STEP 2 - Check your water conditions with the test kit, you may need to purchase more strips at this time based on the kit you originally purchased. Your PH should be rising slightly, but not quickly. And your nitrate level should still be slightly higher then normal.

STEP 3 - Do a 15-20% water change and add a few drops of AmQuel+ to your water.

---

DAY 6 and 7 - WHAT TO DO!!!

Days 6 and 7 should be as days 4 and 5, however you should notice the water will clear up in this timeframe. Don't bother watching your tank for it to clear up, it will happen once your tank has properly cycled.

After about 7 days your betta should be more familiar with their environment and their appetite will be normal. Make sure you do 15-20% water changes every 3-4 days.

Prepare and feed pellets to your betta every day (3-4 pellets a day is fine) except on days you feed them blood worms (every 4 days to a week).

It is also recommended to "fast" your betta 1 day a week (not feed them at all) to keep their appetite regular and healthy and allow their digestive system a rest. Usually this is done after a day you have fed them blood worms or some other betta-friendly treat like brine shrimp or daphnia.

Good luck and happy betta-ing! ;-)


----------



## BabblingFish

I decided to make one change to the tank setup after watching my betta swim around for awhile. He is regularly flaring and searching the top of the water and all around the surface.
+===+
### PROBLEM DETAILS
According to the betta care guide, how often should a betta be fasted?
+===+
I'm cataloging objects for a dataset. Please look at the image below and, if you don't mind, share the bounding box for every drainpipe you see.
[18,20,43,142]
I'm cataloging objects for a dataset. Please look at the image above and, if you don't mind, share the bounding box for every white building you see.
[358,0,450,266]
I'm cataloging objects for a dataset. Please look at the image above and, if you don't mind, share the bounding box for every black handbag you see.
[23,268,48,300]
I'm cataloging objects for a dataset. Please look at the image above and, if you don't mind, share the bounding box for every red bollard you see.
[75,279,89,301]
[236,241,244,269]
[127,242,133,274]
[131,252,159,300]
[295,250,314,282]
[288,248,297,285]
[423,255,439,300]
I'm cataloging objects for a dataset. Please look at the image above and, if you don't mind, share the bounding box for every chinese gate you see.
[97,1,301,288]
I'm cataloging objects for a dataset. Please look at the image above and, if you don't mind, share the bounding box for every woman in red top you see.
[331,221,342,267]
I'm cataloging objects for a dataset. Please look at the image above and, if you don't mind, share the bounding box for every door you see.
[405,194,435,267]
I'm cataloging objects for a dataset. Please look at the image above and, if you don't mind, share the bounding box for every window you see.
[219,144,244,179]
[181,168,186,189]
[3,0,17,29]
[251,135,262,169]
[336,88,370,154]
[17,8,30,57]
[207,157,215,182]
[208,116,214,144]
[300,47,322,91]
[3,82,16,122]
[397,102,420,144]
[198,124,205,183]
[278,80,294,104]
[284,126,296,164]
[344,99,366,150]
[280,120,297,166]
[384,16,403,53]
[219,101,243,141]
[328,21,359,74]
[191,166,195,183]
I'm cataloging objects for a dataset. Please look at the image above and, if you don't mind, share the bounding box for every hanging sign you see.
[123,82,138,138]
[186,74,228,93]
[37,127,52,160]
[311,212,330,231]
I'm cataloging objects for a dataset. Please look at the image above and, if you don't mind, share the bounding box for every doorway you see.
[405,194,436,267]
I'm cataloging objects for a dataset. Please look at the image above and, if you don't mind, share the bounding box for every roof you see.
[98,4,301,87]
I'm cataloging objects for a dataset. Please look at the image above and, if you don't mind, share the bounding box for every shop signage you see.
+===+
### EXERCISE SOLUTION
One day a week.